[Supplied material — start]

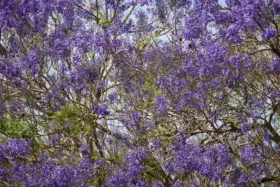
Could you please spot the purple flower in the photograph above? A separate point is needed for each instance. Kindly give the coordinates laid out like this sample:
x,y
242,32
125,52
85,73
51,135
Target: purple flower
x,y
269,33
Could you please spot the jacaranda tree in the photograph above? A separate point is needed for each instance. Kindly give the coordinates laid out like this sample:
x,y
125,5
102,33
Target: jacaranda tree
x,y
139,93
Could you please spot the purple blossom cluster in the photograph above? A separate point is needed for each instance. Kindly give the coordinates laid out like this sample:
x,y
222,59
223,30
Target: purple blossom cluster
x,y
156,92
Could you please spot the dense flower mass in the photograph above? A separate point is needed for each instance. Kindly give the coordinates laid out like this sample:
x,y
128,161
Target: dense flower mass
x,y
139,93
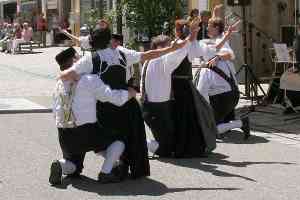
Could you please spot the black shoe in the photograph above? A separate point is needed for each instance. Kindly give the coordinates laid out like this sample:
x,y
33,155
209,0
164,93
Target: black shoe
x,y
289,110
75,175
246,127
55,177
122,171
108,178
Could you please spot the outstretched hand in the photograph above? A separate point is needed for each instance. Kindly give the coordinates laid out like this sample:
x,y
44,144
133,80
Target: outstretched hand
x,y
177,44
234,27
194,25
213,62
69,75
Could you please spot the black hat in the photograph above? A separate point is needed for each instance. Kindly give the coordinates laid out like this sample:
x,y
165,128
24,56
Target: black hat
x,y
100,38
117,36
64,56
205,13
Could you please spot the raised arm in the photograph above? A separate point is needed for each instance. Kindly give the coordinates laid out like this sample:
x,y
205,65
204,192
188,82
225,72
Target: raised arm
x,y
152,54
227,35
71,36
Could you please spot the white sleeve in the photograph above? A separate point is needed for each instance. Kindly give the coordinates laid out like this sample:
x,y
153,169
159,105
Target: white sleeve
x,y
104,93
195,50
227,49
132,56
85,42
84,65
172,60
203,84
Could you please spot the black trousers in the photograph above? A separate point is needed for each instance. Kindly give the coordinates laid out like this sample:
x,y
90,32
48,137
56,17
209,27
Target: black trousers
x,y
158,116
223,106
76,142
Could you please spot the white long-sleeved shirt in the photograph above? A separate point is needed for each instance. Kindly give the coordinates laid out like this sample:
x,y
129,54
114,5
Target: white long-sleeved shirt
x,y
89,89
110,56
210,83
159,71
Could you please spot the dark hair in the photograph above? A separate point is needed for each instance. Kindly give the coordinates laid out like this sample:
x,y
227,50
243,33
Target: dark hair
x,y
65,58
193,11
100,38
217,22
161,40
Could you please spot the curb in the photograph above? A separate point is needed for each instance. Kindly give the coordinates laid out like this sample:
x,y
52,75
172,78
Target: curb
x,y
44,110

[Supplied material — finish]

All the records above must be retyped exactly, except for their pictures.

[Output of the task]
Could you please spot the purple flower in the photograph above? A separate point is needed for each instance. Kindly give the coordinates laid out like this sample:
x,y
242,32
125,52
85,73
51,135
Target: purple flower
x,y
269,33
Could you please spot the jacaranda tree in the photograph above? A separate point is needed for each instance. Kindly give the coordinates laid out like this sample:
x,y
125,5
102,33
Target: jacaranda tree
x,y
139,93
Could you please spot the purple blossom cluster in the photograph above? A separate point is needed for each instance. Kindly give the coordinates laid out like this sample:
x,y
222,59
223,30
Target: purple blossom cluster
x,y
156,92
Could you please spot the dense flower mass in the photograph above? A separate point is needed for each instance. Kindly give the coordinates laid out like this sample:
x,y
128,161
Target: dense flower mass
x,y
139,93
Could you please spot the black shoe in the photograph above? A separate point is needed for each instance. Kindly give the coordinates laid out like this sample:
x,y
33,155
209,0
164,93
Target: black shoe
x,y
289,110
75,175
246,127
55,177
122,171
108,178
Could you please spot the outstretched hand in the photograph above? A separate point is needed for each instance. Kindly give the coordinates laid out like this sample:
x,y
44,144
133,80
Target: outstretched hand
x,y
177,44
234,27
194,25
213,62
69,75
Could you please spot the black hat in the photograph above? A separate point is needed for each instance. Kindly give the coordinates laid out like this sample:
x,y
165,128
24,56
Target: black hat
x,y
100,38
117,36
64,56
205,13
Could you please spot the raised arm in the photograph above? A separate point is needed for each instance. Kindly give the coordinates laid out like this sample:
x,y
205,65
204,192
188,82
225,72
Target: raised arm
x,y
152,54
227,35
71,36
Could you please spot the white sleeve in the photograph above? A separate point is needed for each instance. Kindly give the coordinates laid out like this sample:
x,y
153,169
159,105
Target: white sleeve
x,y
104,93
195,50
227,49
132,56
85,42
84,65
172,60
203,84
Could you please spot the black trousers in the photograph above? A separate point is needed for each instance. Kindly give the coordinates laid out like this sample:
x,y
90,32
48,137
56,17
209,27
Target: black trousers
x,y
158,116
223,106
76,142
Could you please spot the white long-sleeved shirt in the photograph above? A separate point is needed for each instance. Kindly give the coordinates laid out like this sample:
x,y
129,54
114,5
Target: white long-sleeved shirt
x,y
89,89
110,56
210,83
159,71
Could you please spot the dark hair in the photograph above? A separate point is needed for each instance. Kindly give the coordinates laid out like this sample:
x,y
227,50
243,33
Target: dark hair
x,y
65,58
193,11
100,38
217,22
161,40
Could you please spot the curb in the photograph above? A separate point is needed for each instance. Kindly give the coordinates laid out like this sample:
x,y
52,75
172,78
Target: curb
x,y
44,110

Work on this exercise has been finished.